Rezensions-Blog 26: Indiana Jones und die Hyänen des Himmels

Posted September 23rd, 2015 by Uwe Lammers

Liebe Freunde des OSM,

tja, wer kennt ihn wohl nicht, den charmanten, jungen Universitätsprofessor Dr. Henry Jones jr., der in der Zeit, wo er nicht schwärmerischen Studentinnen die Faszination der Vergangenheit nahe zu bringen sucht, für sein Leben gern mit Lederjacke, zerknautschtem Hut und Reitpeitsche durch die Welt gondelt, um verlorenen Schätzen hinterherzujagen? Wer mein Jahrgang ist (1966) oder jün­ger, der kann im Kino kaum jemals an Indiana Jones vorbeigekommen sein. Und ich spreche wohl nicht nur für mich allein, wenn ich sage, dass Dr. Jones alias Harrison Ford in dieser Inkarnation eine Menge Fans besitzt.

◇ ◇ ◇ ◇ ◇ ◇ ◇

AUFGABEN ZUR ÜBUNG ::
a) Übertragen Sie folgenden Satz aus der Rezension zu Indiana Jones ins Englische: „Wer mein Jahrgang ist (1966) oder jünger, der kann im Kino kaum jemals an Indiana Jones vorbeigekommen sein.“
b) Womit ausgestattet zieht Dr. Henry Jones jr. laut der Rezension zu Indiana Jones durch die Welt?
c) Führen Sie die Rezension zu Indiana Jones im Anschluss an ihren letzten Satz weiter.

BEREITGESTELLTE DATENSÄTZE ::
◇ ◇ ◇ ◇ ◇ ◇ ◇

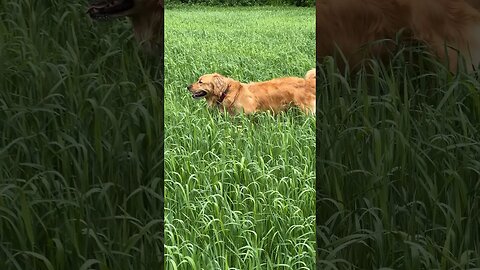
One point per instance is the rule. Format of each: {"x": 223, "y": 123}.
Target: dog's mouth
{"x": 199, "y": 94}
{"x": 106, "y": 9}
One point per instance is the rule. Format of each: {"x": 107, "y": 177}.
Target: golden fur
{"x": 348, "y": 25}
{"x": 146, "y": 17}
{"x": 275, "y": 95}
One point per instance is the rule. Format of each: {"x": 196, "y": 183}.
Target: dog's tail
{"x": 311, "y": 74}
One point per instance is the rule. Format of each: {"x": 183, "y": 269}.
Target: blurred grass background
{"x": 81, "y": 176}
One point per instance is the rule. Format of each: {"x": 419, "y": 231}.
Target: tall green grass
{"x": 80, "y": 142}
{"x": 398, "y": 166}
{"x": 239, "y": 190}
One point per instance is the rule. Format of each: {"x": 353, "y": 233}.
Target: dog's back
{"x": 347, "y": 25}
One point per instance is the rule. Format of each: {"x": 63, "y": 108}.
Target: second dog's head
{"x": 211, "y": 86}
{"x": 108, "y": 9}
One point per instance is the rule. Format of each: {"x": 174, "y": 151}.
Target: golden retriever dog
{"x": 146, "y": 17}
{"x": 449, "y": 28}
{"x": 275, "y": 95}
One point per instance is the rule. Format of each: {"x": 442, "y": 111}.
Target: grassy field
{"x": 239, "y": 191}
{"x": 398, "y": 167}
{"x": 80, "y": 142}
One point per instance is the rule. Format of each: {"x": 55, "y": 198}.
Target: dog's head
{"x": 210, "y": 85}
{"x": 109, "y": 9}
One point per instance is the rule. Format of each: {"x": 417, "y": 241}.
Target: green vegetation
{"x": 80, "y": 142}
{"x": 239, "y": 191}
{"x": 398, "y": 167}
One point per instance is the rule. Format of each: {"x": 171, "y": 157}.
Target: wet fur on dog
{"x": 275, "y": 95}
{"x": 146, "y": 17}
{"x": 445, "y": 26}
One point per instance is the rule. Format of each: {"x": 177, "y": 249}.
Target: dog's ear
{"x": 220, "y": 83}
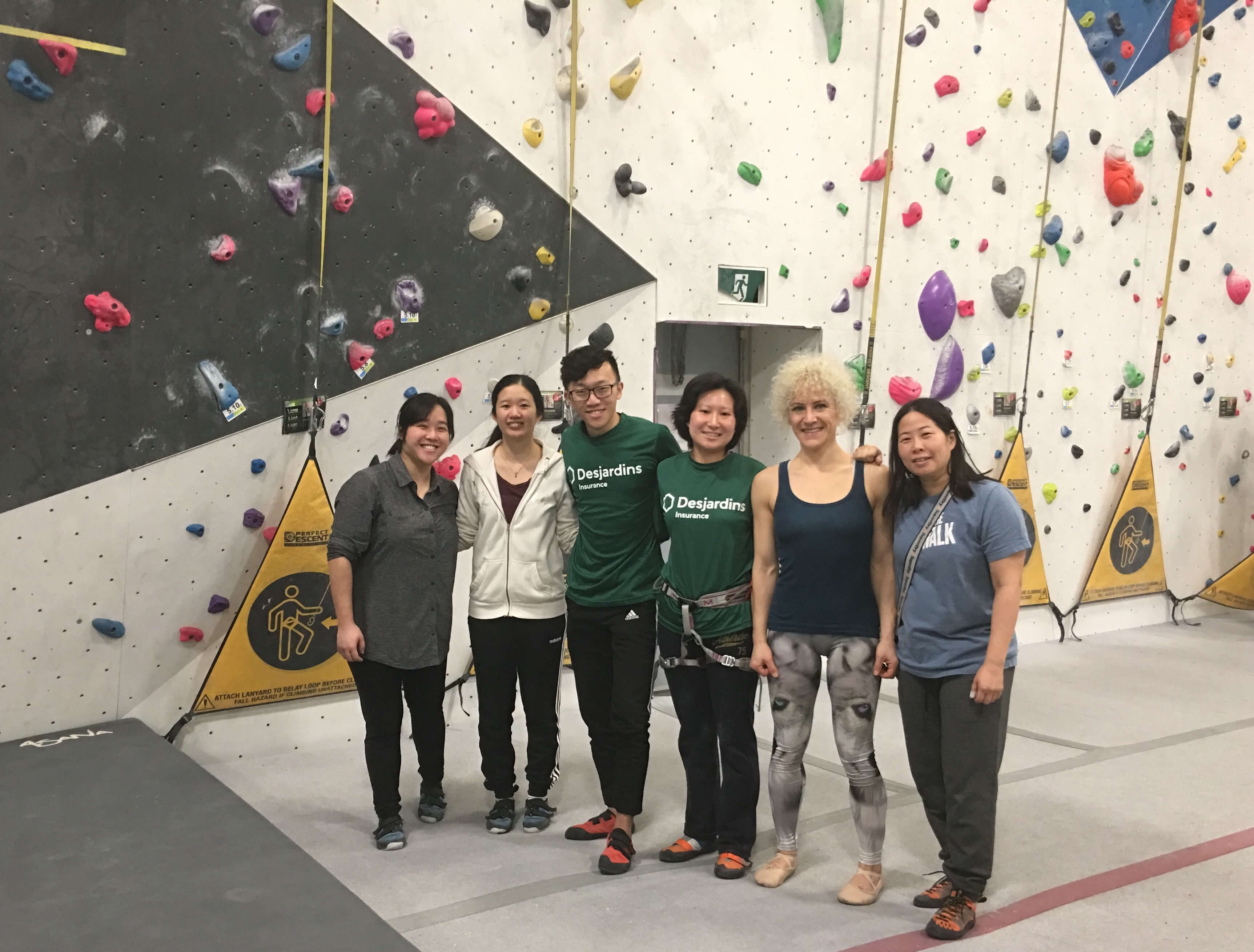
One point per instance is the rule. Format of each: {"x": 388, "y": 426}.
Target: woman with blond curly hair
{"x": 823, "y": 587}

◇ ◇ ◇ ◇ ◇ ◇ ◇

ANTWORTEN ::
a) Anyone my age (born in 1966) or younger can hardly ever have missed Indiana Jones at the movies.

b) Mit Lederjacke, zerknautschtem Hut und Reitpeitsche.

c)
Natürlich blieb die mediale Bekanntheit Indiana Jones´ nicht allein auf den Film­sektor beschränkt. Es gibt quasi unendliches Merchandising seinetwegen, und natürlich gibt es auch Romane. Wie im Falle von Sherlock Holmes ist die Welt ja voll von antiken Mysterien einerseits und abenteuerlustigen Autoren anderer­seits, die beides in einem Indiana Jones-Abenteuer zur Deckung bringen wollen.

In Deutschland war der Goldmann-Verlag lange Zeit führend darin, die Roman-adaptionen zu veröffentlichen, und so nach und nach knabbere ich mich durch die hier versammelten Werke, die manchmal recht durchwachsene Qualität aufweisen. Der erste Roman, den ich hier vorstellen möchte, stammt aus der Feder von Martin Caidin, und hierum genau geht es:

Indiana Jones und die Hyänen des Himmels

(OT: Indiana Jones and the Skypirates)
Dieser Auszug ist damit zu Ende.